ТЕКСТ СТРАНИЦЫ:
○ ○ ○ ○

Каковы же основные каналы социально-экономической власти в этих корпоративным структурах?
Наиболее очевидный, но не самый важный - собственность на акции. Для реального контроля за группой иногда достаточно владеть 10-15% акций входящих в нее фирм при условии, что (i) остальные акции распылены среди многочисленных мелких собственников, неспособных к скоординированным действиям; (2) хозяева этих 10-15%, напротив, едины в своей предпринимательской деятельности (составляют «клан»);
(3) эти хозяева держат в своих руках другие нити хозяйственной власти и контроля.
Кто же сегодня обладает таким консолидированным пакетом акций на большинстве бывших государственных предприятий? В России, по данным экспертных оценок, наиболее типичной является следующая картина. Порядка i0-20% акций может иметь государство (в так называемых «государственных корпорациях» эта доля, естественно, выше - до 51% и более, но реальная власть над ними, как и в случае с частными структурами, все равно находится в руках частных лиц - представляющих государство чиновников, топ-менеджеров и других инсайдеров). У персонала предприятий, получившего в начальный период приватизации около 2/3 акционерного капитала, в 1998 году осталось уже менее 40% общего числа акций. В настоящее время в руках работников находится незначительное количество акций, а это значит (учитывая российское законодательство), что они не консолидированы. Более того, работники российских предприятий, как уже было сказано, в большинстве по-прежнему пассивны, не объединены в ассоциации (профсоюзы, как правило, самоустраняются от решения проблем собственности), не способны к солидарным действиям как собственники, а тем более как предприниматели. В подавляющем большинстве случаев они передоверяют основные права собственности высшей администрации предприятий, на которых они работают. Так же не консолидированы внешние миноритарные акционеры.
Напротив, крупнейшие акционеры и топ-менеджеры (инсайдеры) -это консолидированная структура, связанная десятилетними традициями соподчинения и совместной кастовой жизни («номенклатура»). Эти лица имели в конце 1990-х годов до 15% акций, а сейчас, как правило, в их руках находится контрольный пакет (для этого, повторим, достаточно иметь много меньше, чем 51%).
Второй важнейший канал контроля элиты за кланом - административная власть. В условиях России с ее вековыми традициями бюрократического, контроля, административная власть высшего менеджмента играет одну из ключевых ролей в формировании устойчивых клановых структур.

○ ○ ○ ○

ЗАПИСИ НАБОРА ДАННЫХ:
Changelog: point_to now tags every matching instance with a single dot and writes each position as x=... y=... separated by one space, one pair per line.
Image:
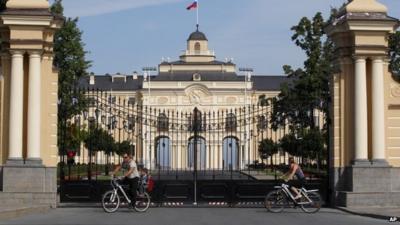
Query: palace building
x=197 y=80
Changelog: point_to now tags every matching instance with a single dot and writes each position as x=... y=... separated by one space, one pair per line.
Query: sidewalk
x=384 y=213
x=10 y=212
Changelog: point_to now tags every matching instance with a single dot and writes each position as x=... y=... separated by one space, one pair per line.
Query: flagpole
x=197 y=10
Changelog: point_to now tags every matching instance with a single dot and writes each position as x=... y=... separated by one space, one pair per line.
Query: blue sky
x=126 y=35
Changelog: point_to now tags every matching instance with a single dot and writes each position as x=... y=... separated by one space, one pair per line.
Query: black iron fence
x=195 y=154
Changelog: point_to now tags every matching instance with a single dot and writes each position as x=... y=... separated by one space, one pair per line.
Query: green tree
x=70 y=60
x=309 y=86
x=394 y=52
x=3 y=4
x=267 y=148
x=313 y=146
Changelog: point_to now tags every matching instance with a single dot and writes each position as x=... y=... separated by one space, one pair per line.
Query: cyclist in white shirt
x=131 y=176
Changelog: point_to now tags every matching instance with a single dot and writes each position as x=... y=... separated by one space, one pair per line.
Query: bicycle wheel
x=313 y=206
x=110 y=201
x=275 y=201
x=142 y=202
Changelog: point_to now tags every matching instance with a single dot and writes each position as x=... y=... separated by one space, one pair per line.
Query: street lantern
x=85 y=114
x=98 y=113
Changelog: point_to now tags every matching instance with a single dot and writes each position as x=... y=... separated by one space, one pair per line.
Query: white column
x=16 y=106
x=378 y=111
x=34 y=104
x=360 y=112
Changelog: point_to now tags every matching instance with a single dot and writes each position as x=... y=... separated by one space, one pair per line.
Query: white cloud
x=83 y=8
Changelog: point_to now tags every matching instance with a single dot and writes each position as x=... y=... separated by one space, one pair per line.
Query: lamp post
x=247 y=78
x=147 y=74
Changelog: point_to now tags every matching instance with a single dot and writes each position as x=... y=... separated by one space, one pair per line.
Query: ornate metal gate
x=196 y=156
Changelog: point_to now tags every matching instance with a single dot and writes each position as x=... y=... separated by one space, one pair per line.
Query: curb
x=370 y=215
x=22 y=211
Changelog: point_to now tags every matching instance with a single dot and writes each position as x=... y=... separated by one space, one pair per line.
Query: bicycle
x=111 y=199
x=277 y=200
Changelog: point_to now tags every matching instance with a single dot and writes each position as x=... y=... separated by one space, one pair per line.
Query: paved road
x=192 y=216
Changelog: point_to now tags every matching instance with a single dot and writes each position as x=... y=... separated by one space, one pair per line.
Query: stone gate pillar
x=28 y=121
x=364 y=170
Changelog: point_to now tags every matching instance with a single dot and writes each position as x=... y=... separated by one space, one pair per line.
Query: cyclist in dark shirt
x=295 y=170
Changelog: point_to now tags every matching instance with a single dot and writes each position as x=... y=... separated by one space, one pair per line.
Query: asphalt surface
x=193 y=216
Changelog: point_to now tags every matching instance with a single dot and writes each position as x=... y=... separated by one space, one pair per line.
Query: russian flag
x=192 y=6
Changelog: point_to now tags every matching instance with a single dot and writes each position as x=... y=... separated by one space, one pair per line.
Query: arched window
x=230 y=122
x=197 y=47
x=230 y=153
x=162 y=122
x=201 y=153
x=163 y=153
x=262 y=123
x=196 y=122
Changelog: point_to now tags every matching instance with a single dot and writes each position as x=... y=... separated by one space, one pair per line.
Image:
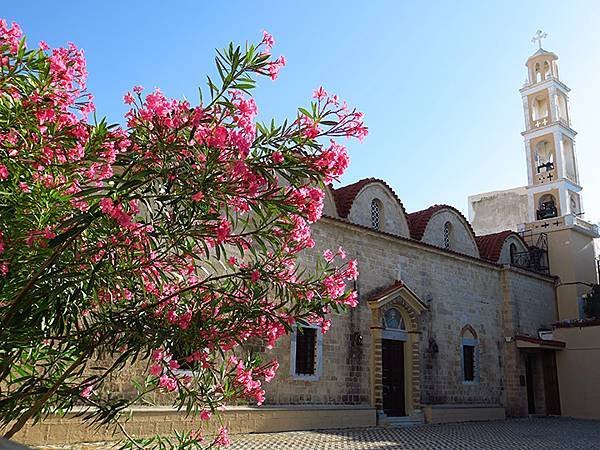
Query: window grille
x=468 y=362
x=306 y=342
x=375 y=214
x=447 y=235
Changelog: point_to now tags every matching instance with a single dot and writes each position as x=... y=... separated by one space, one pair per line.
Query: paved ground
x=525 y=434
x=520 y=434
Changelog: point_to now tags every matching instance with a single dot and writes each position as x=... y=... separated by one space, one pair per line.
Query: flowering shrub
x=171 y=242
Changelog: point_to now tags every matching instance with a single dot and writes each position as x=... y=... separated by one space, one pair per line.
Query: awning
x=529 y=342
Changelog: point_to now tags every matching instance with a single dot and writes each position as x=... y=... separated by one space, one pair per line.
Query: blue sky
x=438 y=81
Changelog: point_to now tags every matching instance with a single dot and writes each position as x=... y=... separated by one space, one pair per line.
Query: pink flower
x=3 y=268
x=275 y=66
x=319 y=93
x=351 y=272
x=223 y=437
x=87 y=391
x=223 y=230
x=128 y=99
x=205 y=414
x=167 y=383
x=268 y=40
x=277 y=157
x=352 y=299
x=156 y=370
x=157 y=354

○ ○ ○ ○

УСЛОВИЯ ЗАДАНИЯ: Перепечатайте без изменений фрагмент текста страницы, который начинается словами «Каковы же основные» и заканчивается словами «власти и контроля.».

ОТВЕТ НА ЗАДАНИЕ:
Каковы же основные каналы социально-экономической власти в этих корпоративным структурах?
Наиболее очевидный, но не самый важный - собственность на акции. Для реального контроля за группой иногда достаточно владеть 10-15% акций входящих в нее фирм при условии, что (i) остальные акции распылены среди многочисленных мелких собственников, неспособных к скоординированным действиям; (2) хозяева этих 10-15%, напротив, едины в своей предпринимательской деятельности (составляют «клан»);
(3) эти хозяева держат в своих руках другие нити хозяйственной власти и контроля.